▶ [Фрагмент текста]
---------------

Внешние связи культуры яншао

Вместе с тем ряд обстоятельств настоятельно требует рассмотрения вопроса о южных связях культуры яншао: в пользу этого говорят рассмотренные выше лингвистические и палеоантропологические данные.

Результаты датировок по радиокарбону не внесли ничего принципиально нового в уже существовавшие представления о соотношении культуры яншао с неолитическими культурами западной зоны. Однако обращает на себя внимание относительно поздняя дата для всех трех вариантов культуры мацзяяо. Существенно также и то, что варианты мачан и баныпань оказались, в сущности, синхронными. Это возвращает нас к предположению, что различия между данными вариантами следует рассматривать в плане локальных, а не хронологических изменений. По-видимому, следует более тщательно изучить ареалы мачана и баньшаня. С этой точки зрения любопытно, что при разведках в районе Яньгося — Бапанься (верхнее течение Хуанхэ, уезды Юнцин и Юндэн провинции Ганьсу) были обнаружены памятники только мачанского типа [Хуанхэ шанъю яньгося…].

Что же касается соотношения культур яншао с неолитическими культурами крашеной керамики восточной зоны, то здесь абсолютные датировки требуют пересмотра точек зрения, ранее казавшихся общепринятыми.

Совокупность новейших археологических данных не позволяет согласиться с мнением, что, возникнув в результате интрузии каких-то племен западного происхождения, культура яншао, в свою очередь, явилась очагом возникновения ряда других культур крашеной керамики в более южных и восточных районах.

Наибольшее значение имеет в этом отношении датировка восточного очага крашеной керамики (культура цинляньган). Общим местом в работах абсолютного большинства археологов до недавнего времени было признание этого очага вторичным по отношению к яншао. Весьма характерно, что в этом отношении сходились мнения как сторонников западного происхождения культур крашеной керамики в бассейне Хуанхэ, так и археологов, высказывавшихся за полную автохтонность яншао: как бы ни возникла эта культура, она в своем последующем развитии, безусловно, оказала, по мнению этих исследователей, решающее влияние на формирование земледельческих культур крашеной керамики бассейна Янцзы.

---------------

▶ [Исходные строки]
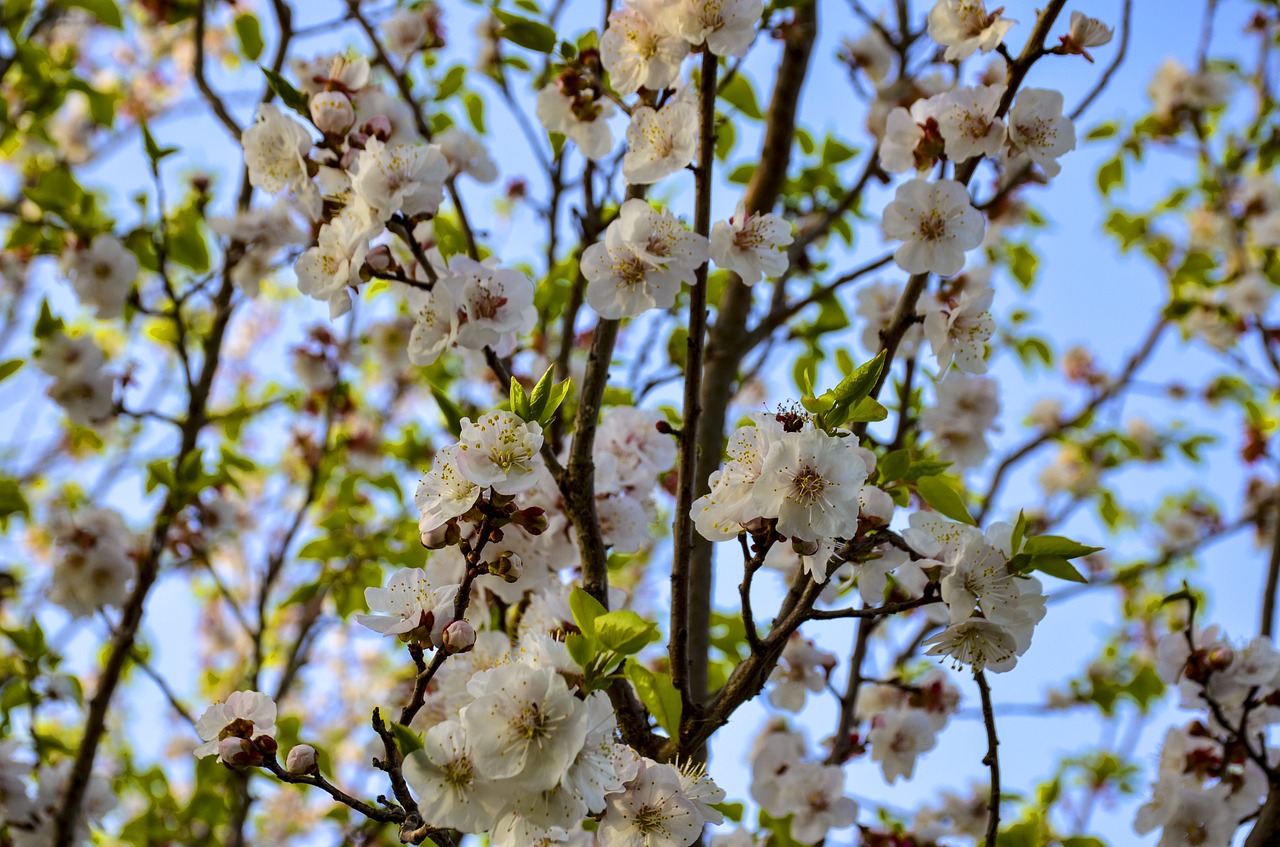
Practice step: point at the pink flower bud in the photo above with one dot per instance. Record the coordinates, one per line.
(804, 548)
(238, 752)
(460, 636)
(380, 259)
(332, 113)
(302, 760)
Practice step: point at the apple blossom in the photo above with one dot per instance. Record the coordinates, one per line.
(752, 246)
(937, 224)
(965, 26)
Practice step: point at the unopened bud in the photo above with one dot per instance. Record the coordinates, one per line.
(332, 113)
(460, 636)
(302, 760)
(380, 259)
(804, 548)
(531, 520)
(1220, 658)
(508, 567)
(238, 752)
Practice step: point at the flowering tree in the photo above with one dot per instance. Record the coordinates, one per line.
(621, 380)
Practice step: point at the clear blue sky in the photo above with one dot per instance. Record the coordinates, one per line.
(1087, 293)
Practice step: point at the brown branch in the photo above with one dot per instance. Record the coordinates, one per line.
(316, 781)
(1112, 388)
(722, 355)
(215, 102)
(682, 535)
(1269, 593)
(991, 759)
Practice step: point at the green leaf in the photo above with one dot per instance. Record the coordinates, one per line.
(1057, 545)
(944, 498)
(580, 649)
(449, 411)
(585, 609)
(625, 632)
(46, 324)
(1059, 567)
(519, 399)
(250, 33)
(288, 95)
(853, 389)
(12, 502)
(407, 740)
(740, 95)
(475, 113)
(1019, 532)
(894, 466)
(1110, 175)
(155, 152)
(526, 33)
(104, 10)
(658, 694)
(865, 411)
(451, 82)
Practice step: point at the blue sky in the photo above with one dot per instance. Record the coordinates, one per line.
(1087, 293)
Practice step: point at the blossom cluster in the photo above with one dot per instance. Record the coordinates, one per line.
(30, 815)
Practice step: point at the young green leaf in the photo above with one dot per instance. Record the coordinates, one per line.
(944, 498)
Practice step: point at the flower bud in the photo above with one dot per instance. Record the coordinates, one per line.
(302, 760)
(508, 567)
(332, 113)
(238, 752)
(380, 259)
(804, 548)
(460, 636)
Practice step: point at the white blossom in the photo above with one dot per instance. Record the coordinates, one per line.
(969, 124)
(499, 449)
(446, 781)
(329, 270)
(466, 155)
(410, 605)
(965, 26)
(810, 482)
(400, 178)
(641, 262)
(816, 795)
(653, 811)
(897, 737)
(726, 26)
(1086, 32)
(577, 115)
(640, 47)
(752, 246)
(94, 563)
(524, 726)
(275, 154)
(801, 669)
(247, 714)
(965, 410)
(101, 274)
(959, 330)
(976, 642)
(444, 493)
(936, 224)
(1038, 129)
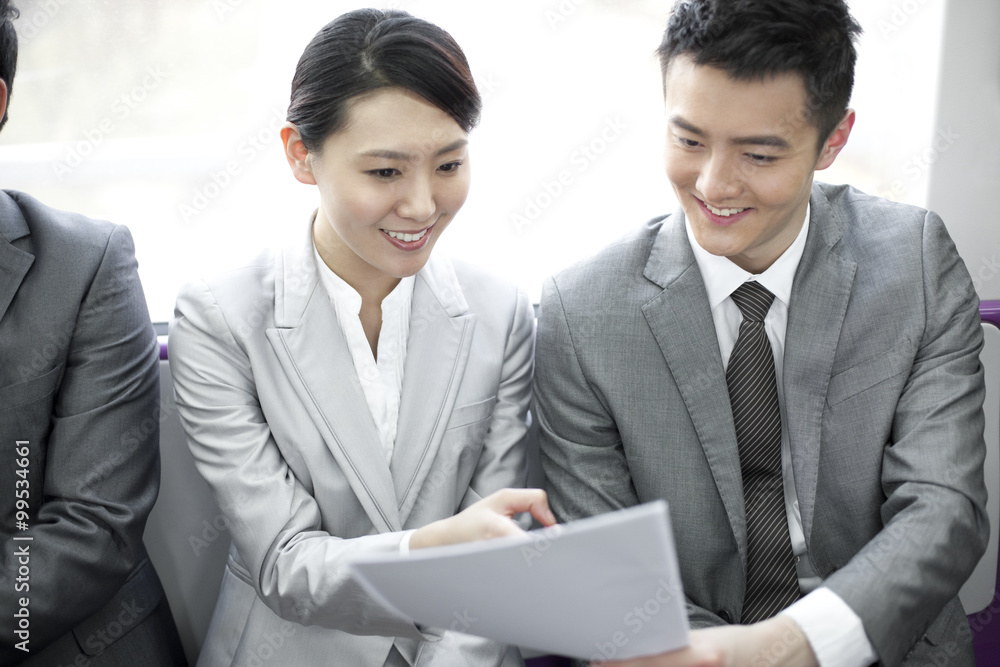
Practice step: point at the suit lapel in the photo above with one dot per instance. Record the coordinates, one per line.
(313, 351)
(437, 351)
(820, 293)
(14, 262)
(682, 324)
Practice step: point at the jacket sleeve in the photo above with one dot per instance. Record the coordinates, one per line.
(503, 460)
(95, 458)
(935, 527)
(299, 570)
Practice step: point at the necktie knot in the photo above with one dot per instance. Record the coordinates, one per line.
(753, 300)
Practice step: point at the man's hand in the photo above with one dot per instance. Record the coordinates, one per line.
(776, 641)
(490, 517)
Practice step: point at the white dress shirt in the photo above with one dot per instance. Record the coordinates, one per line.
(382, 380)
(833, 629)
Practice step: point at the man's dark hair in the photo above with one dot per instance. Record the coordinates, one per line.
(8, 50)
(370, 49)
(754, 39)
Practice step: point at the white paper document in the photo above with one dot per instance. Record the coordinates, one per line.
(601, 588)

---------------

▶ [Задание]
Определите, согласуются ли с текстом о культуре яншао утверждения (а), (б) и (в), и для каждого дайте ответ «да» или «нет» с дословной цитатой из текста, которая это решает. (а) При разведках в районе Яньгося — Бапанься найдены памятники только мачанского типа; (б) радиокарбонные датировки принципиально изменили представления о соотношении культуры яншао с неолитическими культурами западной зоны; (в) до недавнего времени большинство археологов считало восточный очаг крашеной керамики вторичным по отношению к яншао.

▶ [Ответ]
(а) Да: «были обнаружены памятники только мачанского типа».
(б) Нет: «Результаты датировок по радиокарбону не внесли ничего принципиально нового в уже существовавшие представления о соотношении культуры яншао с неолитическими культурами западной зоны».
(в) Да: «Общим местом в работах абсолютного большинства археологов до недавнего времени было признание этого очага вторичным по отношению к яншао».